Things to do.
**1)** Using the "Sending a message" section, list the three things that visitors' visualizations are said to do.
**2)** Continue the "Sending a message" section on visualizations, picking up right after its last sentence.

3.4 Sending a message
Sometimes visualizations seem to be created as
much to communicate a message as to analyze a
data set. For example, one user, “Jeremy,”
visualized the number of people with multiple
sclerosis (MS) per country worldwide. Jeremy
blogged about this visualization and the entry was
picked up a blogger friend of his, who is disabled
with multiple sclerosis. In a heartfelt post, the
blogger shows an image of the visualization and
says:
Thank you … for helping us become aware of
the fact that there are so many MSers in so many
places. We are not alone.
Visitors to the site have created visualizations
that advocate positions, that bring solace (as in the
MS example), and that illustrate issues of
importance to them. One of the distinguishing
traits in this class of visualizations is the deep
knowledge users usually have of the subject
matter they visualize. The intent seems not so
much to use visualizations as tools for exploration
and discovery as it is to make a statement and to
bond around a topic of interest. An interesting
example is a series of visualizations relating to the
Bible.
Figure 4: New Testament visualizations
Two days after launch, a user uploaded a data
set of name co-occurrences in Biblical verses and
visualized it both in a network graph and in a
treemap. The user then wrote about it on a
Christian blog that has wide readership (Fig 4).

Information.
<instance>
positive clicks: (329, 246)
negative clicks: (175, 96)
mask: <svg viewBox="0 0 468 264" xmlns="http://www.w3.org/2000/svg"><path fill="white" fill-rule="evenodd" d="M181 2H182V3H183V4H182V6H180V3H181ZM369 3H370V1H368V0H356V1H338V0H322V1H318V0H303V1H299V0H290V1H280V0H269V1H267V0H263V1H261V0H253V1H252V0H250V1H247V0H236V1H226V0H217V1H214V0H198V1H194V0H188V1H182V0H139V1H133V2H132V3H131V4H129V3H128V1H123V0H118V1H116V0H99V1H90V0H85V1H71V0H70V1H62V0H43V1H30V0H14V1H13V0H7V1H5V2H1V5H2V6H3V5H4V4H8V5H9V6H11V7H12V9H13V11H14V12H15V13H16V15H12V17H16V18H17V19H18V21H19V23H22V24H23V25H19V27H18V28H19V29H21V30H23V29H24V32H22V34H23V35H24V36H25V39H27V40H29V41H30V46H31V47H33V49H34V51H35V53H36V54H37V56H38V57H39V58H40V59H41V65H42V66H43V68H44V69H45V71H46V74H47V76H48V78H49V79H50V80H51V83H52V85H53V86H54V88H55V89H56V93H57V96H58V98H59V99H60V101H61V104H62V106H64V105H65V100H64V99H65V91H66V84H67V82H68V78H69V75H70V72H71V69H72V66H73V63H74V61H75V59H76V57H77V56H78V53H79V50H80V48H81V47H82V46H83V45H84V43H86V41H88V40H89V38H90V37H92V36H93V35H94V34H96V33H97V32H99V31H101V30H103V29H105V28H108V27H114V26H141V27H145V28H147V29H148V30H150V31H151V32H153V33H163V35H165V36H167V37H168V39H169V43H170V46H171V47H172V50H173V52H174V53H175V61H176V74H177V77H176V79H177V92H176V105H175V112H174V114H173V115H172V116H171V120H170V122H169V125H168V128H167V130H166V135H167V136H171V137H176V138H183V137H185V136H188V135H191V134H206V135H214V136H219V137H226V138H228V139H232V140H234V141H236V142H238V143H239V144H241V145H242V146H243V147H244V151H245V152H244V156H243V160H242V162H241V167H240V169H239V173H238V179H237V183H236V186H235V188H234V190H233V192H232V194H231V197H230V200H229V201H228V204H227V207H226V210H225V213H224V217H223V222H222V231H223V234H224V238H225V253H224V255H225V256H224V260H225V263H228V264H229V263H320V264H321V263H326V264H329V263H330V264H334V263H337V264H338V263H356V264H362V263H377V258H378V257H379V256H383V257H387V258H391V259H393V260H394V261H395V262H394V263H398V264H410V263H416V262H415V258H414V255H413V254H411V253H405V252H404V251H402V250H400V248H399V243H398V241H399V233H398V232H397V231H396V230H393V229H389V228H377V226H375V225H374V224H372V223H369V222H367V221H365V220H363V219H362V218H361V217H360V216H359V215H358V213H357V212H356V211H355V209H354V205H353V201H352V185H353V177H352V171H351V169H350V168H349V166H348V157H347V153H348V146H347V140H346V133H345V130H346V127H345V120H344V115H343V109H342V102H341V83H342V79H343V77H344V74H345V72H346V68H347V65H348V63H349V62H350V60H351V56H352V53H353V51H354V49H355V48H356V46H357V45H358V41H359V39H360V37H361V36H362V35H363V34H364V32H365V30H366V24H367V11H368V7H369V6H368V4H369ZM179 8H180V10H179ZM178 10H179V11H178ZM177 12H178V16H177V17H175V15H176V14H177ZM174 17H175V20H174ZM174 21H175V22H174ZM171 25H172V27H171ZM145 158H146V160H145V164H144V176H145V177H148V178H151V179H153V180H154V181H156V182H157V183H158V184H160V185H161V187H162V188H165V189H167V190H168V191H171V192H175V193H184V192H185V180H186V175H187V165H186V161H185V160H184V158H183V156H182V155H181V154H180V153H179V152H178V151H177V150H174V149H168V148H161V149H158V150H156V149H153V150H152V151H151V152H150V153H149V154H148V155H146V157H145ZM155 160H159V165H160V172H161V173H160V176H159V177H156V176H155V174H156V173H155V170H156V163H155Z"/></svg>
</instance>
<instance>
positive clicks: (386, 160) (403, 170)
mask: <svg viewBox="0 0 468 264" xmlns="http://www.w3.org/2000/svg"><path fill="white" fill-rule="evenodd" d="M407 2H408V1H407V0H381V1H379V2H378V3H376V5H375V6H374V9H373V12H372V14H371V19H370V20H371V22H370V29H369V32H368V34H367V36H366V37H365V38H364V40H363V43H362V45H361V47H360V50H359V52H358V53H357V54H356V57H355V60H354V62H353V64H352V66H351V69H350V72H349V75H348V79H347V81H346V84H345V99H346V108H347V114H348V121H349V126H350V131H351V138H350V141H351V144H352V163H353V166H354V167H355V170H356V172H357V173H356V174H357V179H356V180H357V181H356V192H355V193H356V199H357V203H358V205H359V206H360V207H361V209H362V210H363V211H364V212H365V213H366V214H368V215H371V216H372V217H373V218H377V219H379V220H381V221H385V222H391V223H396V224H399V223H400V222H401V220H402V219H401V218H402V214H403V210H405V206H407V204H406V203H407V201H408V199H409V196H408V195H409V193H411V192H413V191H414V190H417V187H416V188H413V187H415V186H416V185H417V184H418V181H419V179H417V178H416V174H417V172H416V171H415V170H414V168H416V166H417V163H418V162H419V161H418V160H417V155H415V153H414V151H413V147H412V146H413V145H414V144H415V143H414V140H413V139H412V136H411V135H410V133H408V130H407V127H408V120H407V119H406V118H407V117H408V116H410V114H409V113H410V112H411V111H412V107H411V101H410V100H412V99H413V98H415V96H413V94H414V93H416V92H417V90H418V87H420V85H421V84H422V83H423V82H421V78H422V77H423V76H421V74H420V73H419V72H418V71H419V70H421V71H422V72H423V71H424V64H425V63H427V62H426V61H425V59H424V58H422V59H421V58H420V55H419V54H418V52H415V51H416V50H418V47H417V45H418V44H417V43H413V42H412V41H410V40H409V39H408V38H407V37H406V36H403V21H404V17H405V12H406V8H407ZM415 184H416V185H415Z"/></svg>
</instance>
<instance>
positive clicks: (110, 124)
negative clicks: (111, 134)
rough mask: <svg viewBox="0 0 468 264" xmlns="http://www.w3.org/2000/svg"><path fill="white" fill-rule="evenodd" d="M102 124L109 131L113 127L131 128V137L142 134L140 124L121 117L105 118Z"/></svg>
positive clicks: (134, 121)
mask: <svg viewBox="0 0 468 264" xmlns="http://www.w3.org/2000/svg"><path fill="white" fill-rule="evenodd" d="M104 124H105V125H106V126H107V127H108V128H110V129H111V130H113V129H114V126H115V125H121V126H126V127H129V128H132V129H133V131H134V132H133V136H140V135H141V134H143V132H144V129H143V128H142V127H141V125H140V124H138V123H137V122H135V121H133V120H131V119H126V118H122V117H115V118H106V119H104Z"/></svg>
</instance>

Answers below.
**1)**
- Advocate positions
- Bring solace
- Illustrate issues of importance to them

**2)**
This blog entry received more than a hundred
comments and references (many more than other
posts we examined on this blog). At first the entry
spread over a community of Christian blogs and
later reached a wider audience via such high
profile blogs as BoingBoing. In fact, a search on
technorati.com revealed that there were over 200
links back to the original blog entry (more than
twice the number of links back to the well-known
New York Times interactive infographic entitled
“Faces of the Dead” remembering 3000 fallen US
service members during the Iraq war [8]).
The Bible network diagram had a catalyzing
effect: it caused the creation of additional
visualizations of data about the Bible. One user
said on his blog that he was inspired to upload and
visualize data on the length and authorship of
New Testament documents. Another user made a
tag cloud of the first half of the Old Testament.
The trend of religious-themed visualizations
continues to this day.
Figure 5: Video blog post about Many Eyes
Two aspects to this phenomenon bear
mentioning, because they contradict some of our
own expectations for the site. First, almost all
discussion about the religious visualizations
created on Many Eyes is happening offsite. There
is a strong community of Christian bloggers that is
used to interacting through blog posts and it is no
different when they refer to the visualizations
created on Many Eyes. Some users are utilizing
the “blog this” button to add images (with links)
of the visualizations on their blogs. Other users
are more ambitious: one even created a video of
himself interacting with the original social
network graph of name co-occurrences, looking
for nodes that were not directly linked to Jesus
(Fig. 5). Given that Many Eyes has features that
encourage discussion around Many Eyes
visualizations both on and off the site [18], it is
interesting that such a high proportion of activity
occurred on external domains.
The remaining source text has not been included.